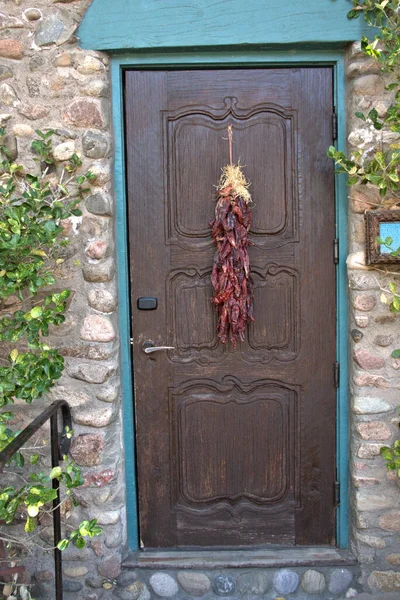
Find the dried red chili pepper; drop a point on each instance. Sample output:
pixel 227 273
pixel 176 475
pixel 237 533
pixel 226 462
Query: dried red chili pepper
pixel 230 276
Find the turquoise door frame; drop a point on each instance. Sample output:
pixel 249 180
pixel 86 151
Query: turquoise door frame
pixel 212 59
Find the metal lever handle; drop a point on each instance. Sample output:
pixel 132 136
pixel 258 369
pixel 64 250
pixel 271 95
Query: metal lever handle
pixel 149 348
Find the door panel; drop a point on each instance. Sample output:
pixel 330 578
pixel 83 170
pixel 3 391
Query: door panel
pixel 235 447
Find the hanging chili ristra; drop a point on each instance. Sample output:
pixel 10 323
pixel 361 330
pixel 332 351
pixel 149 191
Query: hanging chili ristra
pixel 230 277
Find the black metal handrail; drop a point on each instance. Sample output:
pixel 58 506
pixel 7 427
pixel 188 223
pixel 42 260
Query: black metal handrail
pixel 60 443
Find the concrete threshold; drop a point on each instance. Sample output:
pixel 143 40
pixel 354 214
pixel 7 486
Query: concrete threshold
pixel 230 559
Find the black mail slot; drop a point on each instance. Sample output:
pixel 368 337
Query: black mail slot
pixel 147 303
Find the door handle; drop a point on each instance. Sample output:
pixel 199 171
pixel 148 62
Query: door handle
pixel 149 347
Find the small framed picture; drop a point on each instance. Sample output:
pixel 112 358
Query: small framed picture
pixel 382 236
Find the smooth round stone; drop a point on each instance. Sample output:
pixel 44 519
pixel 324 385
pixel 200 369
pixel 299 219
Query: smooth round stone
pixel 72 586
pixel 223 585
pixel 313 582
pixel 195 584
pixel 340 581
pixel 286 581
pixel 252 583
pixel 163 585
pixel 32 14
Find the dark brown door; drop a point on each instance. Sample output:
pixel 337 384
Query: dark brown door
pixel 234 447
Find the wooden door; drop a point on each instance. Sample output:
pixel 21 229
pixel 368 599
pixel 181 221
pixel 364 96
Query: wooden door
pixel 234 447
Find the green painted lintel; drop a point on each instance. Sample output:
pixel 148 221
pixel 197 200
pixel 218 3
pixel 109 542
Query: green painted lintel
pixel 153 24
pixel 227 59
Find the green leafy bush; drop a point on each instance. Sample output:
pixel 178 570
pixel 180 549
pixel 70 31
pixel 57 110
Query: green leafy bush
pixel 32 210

^^^^^^^^

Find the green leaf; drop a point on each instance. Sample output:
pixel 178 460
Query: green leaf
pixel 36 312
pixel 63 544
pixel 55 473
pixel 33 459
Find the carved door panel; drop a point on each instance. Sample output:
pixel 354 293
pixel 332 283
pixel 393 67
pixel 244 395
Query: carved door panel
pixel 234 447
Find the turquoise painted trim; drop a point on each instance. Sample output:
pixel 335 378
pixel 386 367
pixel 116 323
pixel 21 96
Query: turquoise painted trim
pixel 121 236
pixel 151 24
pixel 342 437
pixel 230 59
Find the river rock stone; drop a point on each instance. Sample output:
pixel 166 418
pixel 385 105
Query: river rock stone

^^^^^^^^

### [TASK DIRECTIONS]
Give back precisely the lines above that start at the line containing "Find the dried" and end at the line containing "pixel 42 260", inclusive. No other lines belong in the output.

### [WRITTEN SOLUTION]
Find the dried red chili pepper; drop a point on each instance. Sample output:
pixel 227 273
pixel 176 475
pixel 237 533
pixel 226 462
Query: dried red chili pepper
pixel 230 276
Find the turquoise door frame; drop a point on each instance. Sample output:
pixel 249 180
pixel 86 151
Query: turquoise door frame
pixel 212 59
Find the metal lever handle; drop a point on each instance. Sample output:
pixel 132 136
pixel 258 369
pixel 64 250
pixel 271 95
Query: metal lever handle
pixel 149 348
Find the door panel; drop a point on each instance. Sample output:
pixel 330 578
pixel 83 170
pixel 3 391
Query: door panel
pixel 235 447
Find the hanging chili ristra; drop a point on each instance. Sample output:
pixel 10 323
pixel 361 330
pixel 332 351
pixel 149 191
Query: hanging chili ristra
pixel 230 277
Find the black metal handrail; drop a point on each instance. Sample output:
pixel 58 506
pixel 7 427
pixel 188 223
pixel 42 260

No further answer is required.